* [Task directions]:
Count the lines in the entries below that contain the string "white", treating case as significant, and reply with the number alone.

__________________________________________________

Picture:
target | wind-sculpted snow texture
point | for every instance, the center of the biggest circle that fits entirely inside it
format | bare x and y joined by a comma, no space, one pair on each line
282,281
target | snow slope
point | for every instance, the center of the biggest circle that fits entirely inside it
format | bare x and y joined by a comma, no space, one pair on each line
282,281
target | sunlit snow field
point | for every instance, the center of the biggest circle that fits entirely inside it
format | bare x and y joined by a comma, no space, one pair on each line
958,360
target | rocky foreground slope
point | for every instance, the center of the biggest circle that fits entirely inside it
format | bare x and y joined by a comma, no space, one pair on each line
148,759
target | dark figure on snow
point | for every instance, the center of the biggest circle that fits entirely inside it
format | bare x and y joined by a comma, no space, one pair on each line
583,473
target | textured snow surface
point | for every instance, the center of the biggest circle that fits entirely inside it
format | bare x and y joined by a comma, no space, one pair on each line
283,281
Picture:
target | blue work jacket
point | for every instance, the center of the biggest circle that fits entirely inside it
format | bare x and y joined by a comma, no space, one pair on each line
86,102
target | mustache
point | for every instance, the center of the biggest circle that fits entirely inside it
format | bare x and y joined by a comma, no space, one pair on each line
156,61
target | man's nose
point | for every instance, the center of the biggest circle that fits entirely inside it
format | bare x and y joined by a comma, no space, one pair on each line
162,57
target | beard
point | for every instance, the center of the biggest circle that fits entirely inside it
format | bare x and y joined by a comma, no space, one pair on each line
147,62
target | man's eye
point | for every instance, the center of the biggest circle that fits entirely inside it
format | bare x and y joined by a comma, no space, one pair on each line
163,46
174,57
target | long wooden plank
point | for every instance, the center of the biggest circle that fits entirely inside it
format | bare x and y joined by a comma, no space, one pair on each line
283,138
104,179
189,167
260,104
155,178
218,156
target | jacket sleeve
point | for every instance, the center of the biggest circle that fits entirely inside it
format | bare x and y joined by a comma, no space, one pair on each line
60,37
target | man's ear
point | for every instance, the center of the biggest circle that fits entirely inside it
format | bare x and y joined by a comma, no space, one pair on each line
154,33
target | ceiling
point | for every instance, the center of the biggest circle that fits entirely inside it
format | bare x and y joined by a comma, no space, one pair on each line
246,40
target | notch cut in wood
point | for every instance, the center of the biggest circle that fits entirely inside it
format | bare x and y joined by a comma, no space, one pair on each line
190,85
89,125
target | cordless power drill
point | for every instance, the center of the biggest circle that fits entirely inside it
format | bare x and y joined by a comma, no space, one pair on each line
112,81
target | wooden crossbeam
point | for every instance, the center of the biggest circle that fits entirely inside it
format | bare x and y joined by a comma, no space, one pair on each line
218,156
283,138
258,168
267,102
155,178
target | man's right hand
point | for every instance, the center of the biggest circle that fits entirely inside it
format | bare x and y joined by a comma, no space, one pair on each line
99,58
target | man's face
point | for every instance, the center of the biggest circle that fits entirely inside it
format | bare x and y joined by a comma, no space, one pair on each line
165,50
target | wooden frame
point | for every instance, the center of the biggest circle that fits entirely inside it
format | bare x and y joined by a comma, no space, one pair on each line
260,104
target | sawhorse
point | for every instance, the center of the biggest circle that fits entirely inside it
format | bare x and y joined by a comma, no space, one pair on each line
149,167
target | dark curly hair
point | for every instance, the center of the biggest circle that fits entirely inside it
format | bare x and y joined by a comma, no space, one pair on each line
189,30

__________________________________________________

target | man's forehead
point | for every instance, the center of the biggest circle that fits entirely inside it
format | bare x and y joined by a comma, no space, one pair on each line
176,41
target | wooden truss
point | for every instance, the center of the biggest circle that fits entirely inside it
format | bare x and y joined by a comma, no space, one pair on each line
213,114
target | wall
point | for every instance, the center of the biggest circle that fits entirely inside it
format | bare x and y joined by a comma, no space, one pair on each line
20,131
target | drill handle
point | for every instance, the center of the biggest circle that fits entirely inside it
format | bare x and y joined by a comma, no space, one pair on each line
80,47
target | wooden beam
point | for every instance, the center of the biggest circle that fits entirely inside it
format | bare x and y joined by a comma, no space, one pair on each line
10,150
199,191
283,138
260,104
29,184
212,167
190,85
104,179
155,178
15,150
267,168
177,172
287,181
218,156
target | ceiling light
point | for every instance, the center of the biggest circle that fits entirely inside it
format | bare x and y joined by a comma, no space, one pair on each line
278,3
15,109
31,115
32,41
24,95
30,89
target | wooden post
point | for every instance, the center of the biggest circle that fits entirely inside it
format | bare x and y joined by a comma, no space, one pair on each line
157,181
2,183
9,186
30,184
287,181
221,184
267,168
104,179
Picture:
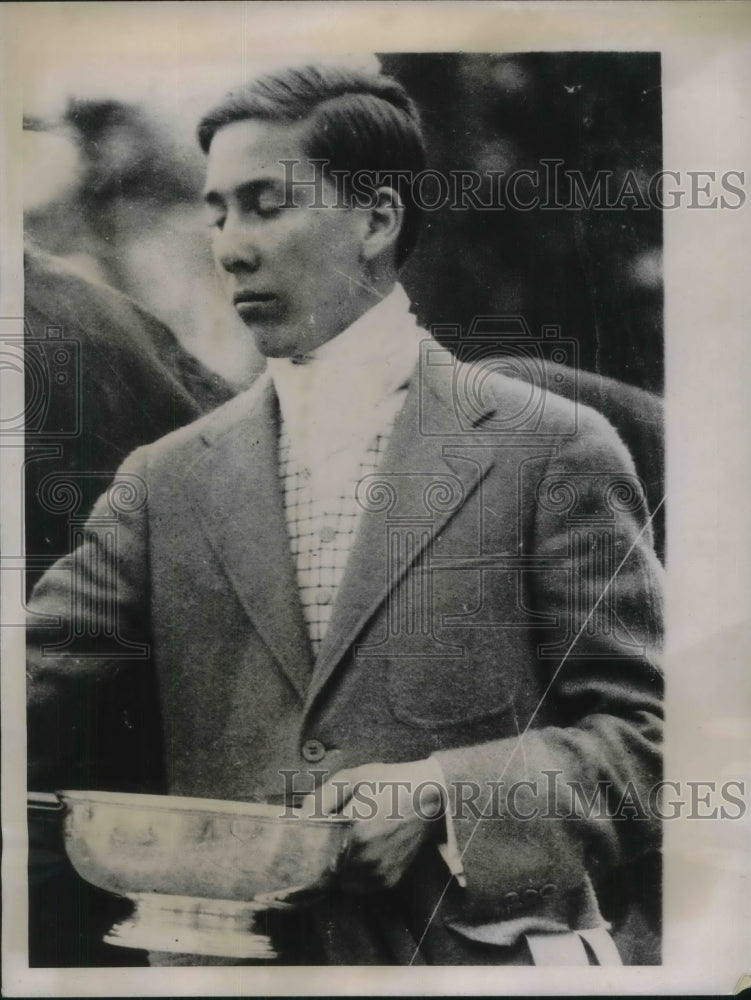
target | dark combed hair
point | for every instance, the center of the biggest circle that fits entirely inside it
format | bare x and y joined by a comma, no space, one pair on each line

__________________________________________________

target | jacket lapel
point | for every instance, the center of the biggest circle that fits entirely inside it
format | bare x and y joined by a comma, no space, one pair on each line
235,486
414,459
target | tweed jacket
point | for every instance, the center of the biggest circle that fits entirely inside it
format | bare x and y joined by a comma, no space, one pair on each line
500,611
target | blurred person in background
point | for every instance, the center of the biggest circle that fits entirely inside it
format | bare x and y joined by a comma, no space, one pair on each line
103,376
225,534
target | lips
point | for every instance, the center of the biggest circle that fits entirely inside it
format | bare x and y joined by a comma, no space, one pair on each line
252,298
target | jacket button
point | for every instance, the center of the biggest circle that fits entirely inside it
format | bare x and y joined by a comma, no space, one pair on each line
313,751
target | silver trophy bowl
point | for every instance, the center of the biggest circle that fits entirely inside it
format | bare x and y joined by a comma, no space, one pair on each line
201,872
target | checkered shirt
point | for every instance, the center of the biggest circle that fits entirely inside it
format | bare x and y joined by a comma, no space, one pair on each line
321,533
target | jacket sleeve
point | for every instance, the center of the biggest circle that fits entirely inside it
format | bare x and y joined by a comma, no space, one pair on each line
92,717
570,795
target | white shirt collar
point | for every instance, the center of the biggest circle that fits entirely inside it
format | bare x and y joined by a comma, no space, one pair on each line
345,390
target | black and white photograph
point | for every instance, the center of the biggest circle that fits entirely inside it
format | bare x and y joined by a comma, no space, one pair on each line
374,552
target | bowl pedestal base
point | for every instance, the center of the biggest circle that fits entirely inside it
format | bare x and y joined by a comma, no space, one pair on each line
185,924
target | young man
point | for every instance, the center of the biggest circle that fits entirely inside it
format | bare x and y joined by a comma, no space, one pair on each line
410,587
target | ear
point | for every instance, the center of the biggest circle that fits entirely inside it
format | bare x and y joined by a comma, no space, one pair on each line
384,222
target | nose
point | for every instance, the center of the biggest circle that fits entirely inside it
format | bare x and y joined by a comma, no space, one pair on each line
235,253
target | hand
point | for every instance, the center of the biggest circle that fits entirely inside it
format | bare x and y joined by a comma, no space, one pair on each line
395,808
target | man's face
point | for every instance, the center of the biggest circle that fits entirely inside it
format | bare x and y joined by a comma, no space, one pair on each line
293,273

__________________________________________________

* [Full solution]:
2